#### Extracted records
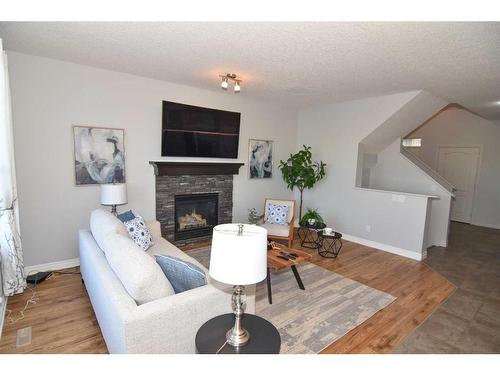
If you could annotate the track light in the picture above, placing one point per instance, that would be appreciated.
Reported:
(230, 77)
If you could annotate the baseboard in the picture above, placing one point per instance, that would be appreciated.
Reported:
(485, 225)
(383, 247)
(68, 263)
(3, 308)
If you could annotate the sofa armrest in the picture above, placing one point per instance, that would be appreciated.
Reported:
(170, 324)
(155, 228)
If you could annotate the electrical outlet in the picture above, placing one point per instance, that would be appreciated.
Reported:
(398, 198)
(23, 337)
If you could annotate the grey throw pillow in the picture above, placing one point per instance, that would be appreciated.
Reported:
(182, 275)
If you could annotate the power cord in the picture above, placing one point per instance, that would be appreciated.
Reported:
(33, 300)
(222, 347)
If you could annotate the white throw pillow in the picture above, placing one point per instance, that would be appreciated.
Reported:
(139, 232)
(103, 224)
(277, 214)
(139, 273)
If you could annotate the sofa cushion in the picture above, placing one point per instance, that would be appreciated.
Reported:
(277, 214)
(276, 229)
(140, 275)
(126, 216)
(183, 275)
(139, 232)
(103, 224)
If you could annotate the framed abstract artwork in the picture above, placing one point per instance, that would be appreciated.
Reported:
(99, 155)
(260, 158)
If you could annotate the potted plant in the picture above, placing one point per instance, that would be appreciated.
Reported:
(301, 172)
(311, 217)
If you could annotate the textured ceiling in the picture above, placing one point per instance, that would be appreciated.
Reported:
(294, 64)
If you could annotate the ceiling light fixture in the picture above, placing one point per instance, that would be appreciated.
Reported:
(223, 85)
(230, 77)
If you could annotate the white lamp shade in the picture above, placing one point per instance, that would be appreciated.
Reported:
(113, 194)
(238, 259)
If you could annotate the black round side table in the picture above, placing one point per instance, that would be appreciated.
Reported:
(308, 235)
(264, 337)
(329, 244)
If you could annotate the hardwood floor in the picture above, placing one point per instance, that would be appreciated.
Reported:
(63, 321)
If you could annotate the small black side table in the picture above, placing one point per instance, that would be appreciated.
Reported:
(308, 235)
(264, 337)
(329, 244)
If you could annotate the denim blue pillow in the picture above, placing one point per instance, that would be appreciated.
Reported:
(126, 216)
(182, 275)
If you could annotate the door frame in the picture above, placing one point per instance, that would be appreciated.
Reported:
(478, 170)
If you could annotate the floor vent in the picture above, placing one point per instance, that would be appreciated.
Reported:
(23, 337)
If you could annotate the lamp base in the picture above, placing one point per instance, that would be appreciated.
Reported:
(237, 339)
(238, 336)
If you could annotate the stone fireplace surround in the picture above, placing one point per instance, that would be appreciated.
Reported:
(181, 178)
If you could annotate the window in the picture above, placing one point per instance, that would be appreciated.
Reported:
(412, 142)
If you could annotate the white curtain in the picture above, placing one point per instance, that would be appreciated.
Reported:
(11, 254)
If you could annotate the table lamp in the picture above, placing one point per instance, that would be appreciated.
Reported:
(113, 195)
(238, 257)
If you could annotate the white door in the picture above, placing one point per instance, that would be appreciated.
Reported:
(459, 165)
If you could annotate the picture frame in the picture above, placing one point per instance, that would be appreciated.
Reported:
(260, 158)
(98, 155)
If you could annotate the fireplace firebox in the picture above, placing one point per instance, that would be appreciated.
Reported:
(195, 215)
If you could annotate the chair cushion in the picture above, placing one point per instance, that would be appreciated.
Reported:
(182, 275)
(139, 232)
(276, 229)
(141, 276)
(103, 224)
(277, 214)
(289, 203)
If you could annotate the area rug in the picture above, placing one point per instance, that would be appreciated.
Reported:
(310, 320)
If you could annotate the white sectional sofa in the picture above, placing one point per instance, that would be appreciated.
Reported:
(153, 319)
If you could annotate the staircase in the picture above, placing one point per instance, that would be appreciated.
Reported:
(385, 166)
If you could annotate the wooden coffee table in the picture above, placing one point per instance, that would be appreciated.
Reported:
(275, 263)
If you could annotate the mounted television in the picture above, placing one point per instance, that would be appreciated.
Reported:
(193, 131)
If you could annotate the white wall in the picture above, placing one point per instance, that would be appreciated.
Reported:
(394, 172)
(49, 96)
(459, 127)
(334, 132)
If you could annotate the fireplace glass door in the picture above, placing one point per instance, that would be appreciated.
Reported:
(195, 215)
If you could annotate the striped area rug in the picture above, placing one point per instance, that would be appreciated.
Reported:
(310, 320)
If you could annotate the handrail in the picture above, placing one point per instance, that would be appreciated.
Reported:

#### Task instructions
Set down the entries word for word, omitting all pictures.

#### Response to this exercise
If you could annotate the track light in the picture above, placing one point per instance, that would be appreciated.
Reported:
(230, 77)
If you could annotate the baseboard in the picture above, placing one point per instance, that would be appreciated.
Reported:
(485, 225)
(383, 247)
(68, 263)
(3, 308)
If you could annotate the sofa armrest in the picture above, placing one point per instance, that would be appreciated.
Reported:
(170, 324)
(155, 228)
If you could annotate the electrical outlet in the picture above, placing one point per instance, that would be appreciated.
Reported:
(398, 198)
(23, 337)
If you could annotate the grey throw pillow in the picture above, placing one point per instance, that would be appreciated.
Reported:
(182, 275)
If you could annotate the power cord in the picture above, placing one point per instance, that would be appreciated.
Reported:
(33, 300)
(222, 347)
If you could annotate the white throw pillow in the picture above, placing one point per instance, that would be appreciated.
Reported:
(139, 232)
(103, 224)
(277, 214)
(139, 273)
If you could annotate the sofa cushion in the picture above, placing one point per instance, that would be appreciated.
Reported:
(277, 214)
(276, 229)
(140, 275)
(126, 216)
(183, 275)
(139, 232)
(103, 224)
If you could annotate the framed abstract artwork in the picture above, placing one point per instance, that would be appreciated.
Reported:
(99, 155)
(260, 158)
If you could annotate the potted plant in the picture above, placing one point per instance, that would be appreciated.
Reported:
(301, 172)
(311, 217)
If you could annotate the textured ceiling in the picture above, placing one point per instance, that would be appreciated.
Reported:
(294, 64)
If you could annotate the ceiling light fixture in the picture above, placing one point per instance, that would be appreciated.
Reported:
(223, 85)
(230, 77)
If you could annotate the white lamp shade in the picture above, placing one point per instance, that would be appreciated.
Reported:
(113, 194)
(238, 259)
If you could annotate the black round side table in the picture above, placing one point per instance, that would be appreciated.
Reported:
(308, 235)
(264, 337)
(329, 244)
If you could annotate the hardwood floor in the picture above, placing one point per instance, that would be appreciated.
Reported:
(63, 321)
If you could annotate the small black side table in the picture above, placing one point per instance, that would be appreciated.
Reported:
(308, 235)
(264, 337)
(329, 244)
If you could annotate the denim blue pillow in the picture above, placing one point per instance, that would be appreciated.
Reported:
(126, 216)
(182, 275)
If you could annotate the door frame in the picture above, placing one point per instance, that would be appreciated.
Reported:
(478, 170)
If you could annotate the floor vent in the picture above, placing one point per instance, that would be appreciated.
Reported:
(23, 337)
If you could annotate the lamp base in the picture above, placing one point per instance, that would be appreciated.
Reported:
(237, 339)
(238, 336)
If you could annotate the stone fireplace surround in the picture above, placing one point per instance, that would be appreciated.
Reported:
(181, 178)
If you could annotate the window in the picture above, placing one point per instance, that would be appreciated.
Reported:
(412, 142)
If you could annotate the white curtain in the picture above, placing one point per instance, that would be appreciated.
Reported:
(11, 254)
If you could annotate the table lamp in the picture above, placing one point per instance, that would be appreciated.
Reported:
(113, 195)
(238, 257)
If you could annotate the white door in the picture above, placing one point per instance, that would be appreciated.
Reported:
(459, 165)
If you could annotate the picture frame in the picture above, placing one point per instance, that would be appreciated.
Reported:
(260, 158)
(98, 155)
If you could annotate the fireplace firebox in the picture above, placing one point per instance, that would be appreciated.
Reported:
(195, 215)
If you could annotate the chair cushion in the picture above, placing one point per instance, that would be appreciated.
Reported:
(182, 275)
(139, 232)
(276, 229)
(141, 276)
(103, 224)
(277, 214)
(289, 203)
If you could annotate the area rug in the picture above, placing one point per instance, that would be appreciated.
Reported:
(310, 320)
If you could annotate the white sectional sofa in the picture above, placing one point per instance, that would be appreciated.
Reported:
(153, 319)
If you could annotate the staircase in the picture above, placing one point per instance, that would be appreciated.
Reported:
(385, 166)
If you could annotate the wooden coffee table in the picture above, placing one point per instance, that would be appreciated.
Reported:
(275, 263)
If you could annotate the mounted television in the picture above, placing one point per instance, that would be appreciated.
Reported:
(193, 131)
If you could annotate the white wall in the picture above, placing one point per instance, that would be appreciated.
Reported:
(394, 172)
(49, 96)
(459, 127)
(334, 132)
If you could annotate the fireplace glass door in the picture above, placing one point per instance, that would be appreciated.
Reported:
(195, 215)
If you could annotate the striped area rug in the picture above, placing one point per instance, that would be appreciated.
Reported:
(310, 320)
If you could annotate the handrail in the picture above, placing one point per instance, that would be appreciated.
Reported:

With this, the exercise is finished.